To do: Exactly repeat the line that contains "on the fence", then every line after it up to and including the final line.

Data entries:
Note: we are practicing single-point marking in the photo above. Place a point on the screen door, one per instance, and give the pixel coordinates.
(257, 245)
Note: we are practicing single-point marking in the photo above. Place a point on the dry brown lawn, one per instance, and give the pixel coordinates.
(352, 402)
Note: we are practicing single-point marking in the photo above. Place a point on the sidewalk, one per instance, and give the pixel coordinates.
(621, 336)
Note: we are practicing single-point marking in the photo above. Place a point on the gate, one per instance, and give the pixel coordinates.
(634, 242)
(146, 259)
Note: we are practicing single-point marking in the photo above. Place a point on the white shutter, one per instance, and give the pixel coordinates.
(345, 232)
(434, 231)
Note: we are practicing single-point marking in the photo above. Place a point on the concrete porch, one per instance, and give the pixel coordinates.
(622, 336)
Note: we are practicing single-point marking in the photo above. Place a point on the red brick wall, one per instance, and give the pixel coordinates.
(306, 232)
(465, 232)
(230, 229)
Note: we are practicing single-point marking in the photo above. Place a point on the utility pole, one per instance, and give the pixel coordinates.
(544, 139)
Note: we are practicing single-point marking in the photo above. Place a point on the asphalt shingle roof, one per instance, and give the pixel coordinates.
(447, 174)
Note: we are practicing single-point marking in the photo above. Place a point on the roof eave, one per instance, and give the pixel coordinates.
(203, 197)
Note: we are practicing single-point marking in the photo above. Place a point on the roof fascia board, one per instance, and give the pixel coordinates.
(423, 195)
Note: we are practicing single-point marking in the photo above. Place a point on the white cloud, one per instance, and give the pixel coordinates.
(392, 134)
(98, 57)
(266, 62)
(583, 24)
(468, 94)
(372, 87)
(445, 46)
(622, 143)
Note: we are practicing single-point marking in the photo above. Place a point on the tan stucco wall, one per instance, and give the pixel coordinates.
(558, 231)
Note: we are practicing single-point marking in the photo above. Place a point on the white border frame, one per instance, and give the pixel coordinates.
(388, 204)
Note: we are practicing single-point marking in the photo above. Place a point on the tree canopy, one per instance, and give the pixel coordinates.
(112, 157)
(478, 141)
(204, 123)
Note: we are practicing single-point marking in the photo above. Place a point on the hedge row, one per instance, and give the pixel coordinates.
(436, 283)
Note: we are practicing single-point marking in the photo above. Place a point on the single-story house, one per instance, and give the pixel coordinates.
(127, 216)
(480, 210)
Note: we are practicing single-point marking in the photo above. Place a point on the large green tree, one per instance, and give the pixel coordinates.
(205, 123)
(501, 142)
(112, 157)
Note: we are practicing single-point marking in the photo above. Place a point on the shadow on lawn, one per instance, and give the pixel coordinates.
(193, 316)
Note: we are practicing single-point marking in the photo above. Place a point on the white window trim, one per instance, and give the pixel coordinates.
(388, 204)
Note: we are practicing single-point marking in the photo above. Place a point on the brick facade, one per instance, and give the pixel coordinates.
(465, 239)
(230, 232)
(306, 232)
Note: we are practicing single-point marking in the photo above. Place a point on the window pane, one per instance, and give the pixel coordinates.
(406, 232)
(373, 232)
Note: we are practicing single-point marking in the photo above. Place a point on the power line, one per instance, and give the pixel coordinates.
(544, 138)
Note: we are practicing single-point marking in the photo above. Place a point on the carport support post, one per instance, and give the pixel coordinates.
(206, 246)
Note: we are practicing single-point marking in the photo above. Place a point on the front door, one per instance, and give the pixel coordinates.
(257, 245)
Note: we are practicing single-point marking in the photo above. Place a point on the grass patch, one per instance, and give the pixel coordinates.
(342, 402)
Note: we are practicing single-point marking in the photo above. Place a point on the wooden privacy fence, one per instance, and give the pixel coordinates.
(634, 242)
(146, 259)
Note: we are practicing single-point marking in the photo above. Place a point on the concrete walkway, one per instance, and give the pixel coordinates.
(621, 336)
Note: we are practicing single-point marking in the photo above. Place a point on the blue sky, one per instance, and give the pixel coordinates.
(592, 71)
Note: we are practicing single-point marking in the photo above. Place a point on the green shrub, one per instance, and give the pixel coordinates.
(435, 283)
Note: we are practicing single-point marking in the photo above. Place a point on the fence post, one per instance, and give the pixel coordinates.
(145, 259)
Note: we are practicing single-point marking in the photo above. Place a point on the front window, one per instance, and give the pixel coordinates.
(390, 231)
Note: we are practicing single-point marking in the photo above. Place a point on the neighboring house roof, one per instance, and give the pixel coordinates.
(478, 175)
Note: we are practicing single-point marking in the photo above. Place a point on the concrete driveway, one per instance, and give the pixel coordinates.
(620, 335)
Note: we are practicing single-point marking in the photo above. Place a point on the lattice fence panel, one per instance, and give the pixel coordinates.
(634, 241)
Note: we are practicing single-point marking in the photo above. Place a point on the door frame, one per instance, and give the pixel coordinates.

Reply:
Note: we are practicing single-point marking in the photo above. Place a point on the fence post, one per instance, and give the pixel coordinates.
(145, 259)
Note: we are practicing single-point marking in the photo above. Place a point on the front window, one per instance, and give the pixel coordinates.
(390, 231)
Note: we are practicing single-point marking in the photo above. Place a point on the neighboring house roof, one per instance, and give the pixel coordinates.
(478, 175)
Note: we are practicing single-point marking in the photo above. Place a point on the concrete driveway, one per instance, and give the pixel coordinates.
(620, 335)
Note: we are practicing single-point marking in the photo above. Place a point on the lattice fence panel, one per instance, and give the pixel coordinates.
(634, 241)
Note: we are practicing single-point marking in the photo above. Place a point on the door frame, one per instance, and give the pixel coordinates.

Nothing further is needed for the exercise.